• [The exercise]: Reproduce verbatim the rows beginning at the start of the rows and ending with the line containing "Now the cream", both ends included.

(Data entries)

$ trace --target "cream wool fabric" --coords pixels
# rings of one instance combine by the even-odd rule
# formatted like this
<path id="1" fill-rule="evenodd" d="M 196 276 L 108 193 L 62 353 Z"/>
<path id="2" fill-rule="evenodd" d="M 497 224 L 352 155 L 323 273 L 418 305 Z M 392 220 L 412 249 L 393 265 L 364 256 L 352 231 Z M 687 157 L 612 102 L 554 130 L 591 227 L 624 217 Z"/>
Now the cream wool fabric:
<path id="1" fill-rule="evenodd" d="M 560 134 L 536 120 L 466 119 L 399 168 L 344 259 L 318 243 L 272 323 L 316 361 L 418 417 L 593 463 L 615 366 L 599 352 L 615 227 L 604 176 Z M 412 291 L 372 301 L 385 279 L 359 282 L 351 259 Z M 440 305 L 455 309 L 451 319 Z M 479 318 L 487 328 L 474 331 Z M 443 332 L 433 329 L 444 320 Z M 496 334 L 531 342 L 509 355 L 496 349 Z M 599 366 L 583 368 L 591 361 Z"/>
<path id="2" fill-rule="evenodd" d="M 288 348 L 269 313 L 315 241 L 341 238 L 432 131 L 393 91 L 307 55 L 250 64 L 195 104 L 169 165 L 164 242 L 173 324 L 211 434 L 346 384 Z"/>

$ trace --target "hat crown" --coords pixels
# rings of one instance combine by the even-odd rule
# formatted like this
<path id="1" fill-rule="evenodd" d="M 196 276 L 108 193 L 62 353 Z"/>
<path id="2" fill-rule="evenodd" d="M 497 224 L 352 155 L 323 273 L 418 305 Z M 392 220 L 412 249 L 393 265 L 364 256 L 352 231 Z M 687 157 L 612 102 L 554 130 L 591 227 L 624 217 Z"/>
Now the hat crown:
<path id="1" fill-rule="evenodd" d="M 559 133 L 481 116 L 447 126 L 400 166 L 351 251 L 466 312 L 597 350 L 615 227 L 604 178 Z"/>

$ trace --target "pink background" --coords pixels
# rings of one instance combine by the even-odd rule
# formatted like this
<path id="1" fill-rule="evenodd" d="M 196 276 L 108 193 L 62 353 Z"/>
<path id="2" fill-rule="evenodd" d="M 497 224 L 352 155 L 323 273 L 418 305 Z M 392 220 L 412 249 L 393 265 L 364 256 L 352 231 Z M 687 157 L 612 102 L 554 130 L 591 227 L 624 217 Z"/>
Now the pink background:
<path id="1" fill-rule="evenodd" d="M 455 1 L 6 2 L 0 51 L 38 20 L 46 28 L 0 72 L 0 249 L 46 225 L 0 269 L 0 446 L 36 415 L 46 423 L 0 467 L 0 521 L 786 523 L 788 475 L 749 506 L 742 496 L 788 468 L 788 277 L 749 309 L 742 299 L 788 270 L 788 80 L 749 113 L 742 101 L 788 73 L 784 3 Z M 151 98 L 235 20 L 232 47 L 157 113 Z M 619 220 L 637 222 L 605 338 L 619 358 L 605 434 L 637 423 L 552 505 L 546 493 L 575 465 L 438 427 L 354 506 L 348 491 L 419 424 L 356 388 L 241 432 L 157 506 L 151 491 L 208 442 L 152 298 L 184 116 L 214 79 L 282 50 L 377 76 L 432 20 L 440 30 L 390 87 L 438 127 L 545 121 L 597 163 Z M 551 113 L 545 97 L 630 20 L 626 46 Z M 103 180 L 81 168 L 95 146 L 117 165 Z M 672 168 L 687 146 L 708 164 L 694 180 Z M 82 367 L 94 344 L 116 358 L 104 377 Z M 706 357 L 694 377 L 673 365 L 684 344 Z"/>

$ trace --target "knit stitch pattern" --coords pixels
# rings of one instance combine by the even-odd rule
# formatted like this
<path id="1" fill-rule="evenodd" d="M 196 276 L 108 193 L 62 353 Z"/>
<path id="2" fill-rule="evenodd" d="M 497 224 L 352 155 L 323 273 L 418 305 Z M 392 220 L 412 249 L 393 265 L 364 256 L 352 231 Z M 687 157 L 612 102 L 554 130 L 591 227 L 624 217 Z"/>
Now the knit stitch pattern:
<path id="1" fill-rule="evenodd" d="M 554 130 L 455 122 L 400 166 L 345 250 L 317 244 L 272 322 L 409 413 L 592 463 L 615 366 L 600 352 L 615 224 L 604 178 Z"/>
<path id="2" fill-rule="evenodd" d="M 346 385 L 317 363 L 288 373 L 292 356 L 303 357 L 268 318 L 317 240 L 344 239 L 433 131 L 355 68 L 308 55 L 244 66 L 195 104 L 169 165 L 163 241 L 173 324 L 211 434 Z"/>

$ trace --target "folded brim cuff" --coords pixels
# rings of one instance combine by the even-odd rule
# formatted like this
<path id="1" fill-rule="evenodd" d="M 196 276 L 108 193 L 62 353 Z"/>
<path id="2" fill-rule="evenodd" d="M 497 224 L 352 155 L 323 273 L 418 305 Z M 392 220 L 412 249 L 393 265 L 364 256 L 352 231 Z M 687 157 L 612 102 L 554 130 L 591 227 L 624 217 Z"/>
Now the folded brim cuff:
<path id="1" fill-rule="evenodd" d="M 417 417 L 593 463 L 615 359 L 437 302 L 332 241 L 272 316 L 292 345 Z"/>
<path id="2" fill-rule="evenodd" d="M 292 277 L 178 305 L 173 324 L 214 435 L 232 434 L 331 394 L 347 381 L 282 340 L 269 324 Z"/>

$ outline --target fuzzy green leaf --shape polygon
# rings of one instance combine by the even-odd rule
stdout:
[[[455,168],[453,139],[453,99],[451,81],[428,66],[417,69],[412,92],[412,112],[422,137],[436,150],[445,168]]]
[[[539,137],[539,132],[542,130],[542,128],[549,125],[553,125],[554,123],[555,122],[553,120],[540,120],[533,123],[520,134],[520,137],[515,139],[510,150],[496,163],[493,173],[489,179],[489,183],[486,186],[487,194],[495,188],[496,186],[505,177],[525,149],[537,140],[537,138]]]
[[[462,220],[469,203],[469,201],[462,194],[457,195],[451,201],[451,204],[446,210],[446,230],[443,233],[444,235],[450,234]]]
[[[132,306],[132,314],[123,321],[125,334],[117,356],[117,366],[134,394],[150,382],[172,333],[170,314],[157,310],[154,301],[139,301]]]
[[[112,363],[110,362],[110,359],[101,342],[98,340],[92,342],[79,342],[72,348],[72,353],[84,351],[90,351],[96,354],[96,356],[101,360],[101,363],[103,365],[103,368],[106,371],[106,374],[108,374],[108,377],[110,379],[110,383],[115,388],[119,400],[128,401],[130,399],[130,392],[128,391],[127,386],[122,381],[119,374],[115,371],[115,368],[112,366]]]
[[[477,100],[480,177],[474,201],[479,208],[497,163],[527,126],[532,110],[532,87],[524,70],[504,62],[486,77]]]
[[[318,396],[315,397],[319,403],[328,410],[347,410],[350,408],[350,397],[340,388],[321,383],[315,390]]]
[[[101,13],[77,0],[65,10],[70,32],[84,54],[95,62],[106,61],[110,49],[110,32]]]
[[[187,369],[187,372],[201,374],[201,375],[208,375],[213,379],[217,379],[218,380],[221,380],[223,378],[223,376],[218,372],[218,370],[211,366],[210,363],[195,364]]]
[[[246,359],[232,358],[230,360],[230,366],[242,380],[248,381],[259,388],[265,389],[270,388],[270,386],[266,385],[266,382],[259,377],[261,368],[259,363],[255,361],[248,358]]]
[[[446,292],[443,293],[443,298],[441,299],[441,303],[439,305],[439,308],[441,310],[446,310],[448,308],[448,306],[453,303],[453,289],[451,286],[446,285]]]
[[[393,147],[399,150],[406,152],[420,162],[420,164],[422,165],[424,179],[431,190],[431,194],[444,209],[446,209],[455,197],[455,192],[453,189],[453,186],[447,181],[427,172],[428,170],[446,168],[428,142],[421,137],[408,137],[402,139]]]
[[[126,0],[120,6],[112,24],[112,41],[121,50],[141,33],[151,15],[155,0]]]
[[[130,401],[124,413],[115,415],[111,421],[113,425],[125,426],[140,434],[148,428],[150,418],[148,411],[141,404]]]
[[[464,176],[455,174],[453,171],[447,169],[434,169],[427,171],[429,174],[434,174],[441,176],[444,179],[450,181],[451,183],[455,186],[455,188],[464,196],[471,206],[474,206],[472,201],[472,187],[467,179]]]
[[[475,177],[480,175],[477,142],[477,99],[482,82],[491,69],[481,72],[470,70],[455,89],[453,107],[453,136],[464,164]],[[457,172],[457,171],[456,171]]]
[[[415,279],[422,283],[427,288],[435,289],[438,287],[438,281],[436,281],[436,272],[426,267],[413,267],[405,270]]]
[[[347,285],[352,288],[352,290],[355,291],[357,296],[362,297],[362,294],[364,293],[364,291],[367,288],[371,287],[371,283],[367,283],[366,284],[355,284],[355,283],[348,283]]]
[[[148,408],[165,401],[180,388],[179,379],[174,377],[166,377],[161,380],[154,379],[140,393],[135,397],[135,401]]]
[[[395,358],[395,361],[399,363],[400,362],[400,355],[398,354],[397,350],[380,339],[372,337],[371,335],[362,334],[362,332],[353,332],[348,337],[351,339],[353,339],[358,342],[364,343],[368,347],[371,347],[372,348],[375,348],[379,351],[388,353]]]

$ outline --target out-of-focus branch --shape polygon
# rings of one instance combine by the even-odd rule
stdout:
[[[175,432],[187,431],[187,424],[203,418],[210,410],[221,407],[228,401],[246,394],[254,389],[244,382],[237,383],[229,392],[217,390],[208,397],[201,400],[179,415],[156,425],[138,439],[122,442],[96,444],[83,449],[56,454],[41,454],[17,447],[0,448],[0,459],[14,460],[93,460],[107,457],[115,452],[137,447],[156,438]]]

• [Reply]:
$ trace --target "cream wool fabric" --coords pixels
# rings of one instance combine by the even-odd rule
# formatted like this
<path id="1" fill-rule="evenodd" d="M 196 276 L 108 193 L 62 353 Z"/>
<path id="2" fill-rule="evenodd" d="M 497 224 L 352 155 L 323 273 L 418 305 Z M 392 220 L 412 249 L 393 265 L 364 256 L 352 231 Z M 687 157 L 612 102 L 554 130 L 591 227 L 624 217 Z"/>
Now the cream wool fabric:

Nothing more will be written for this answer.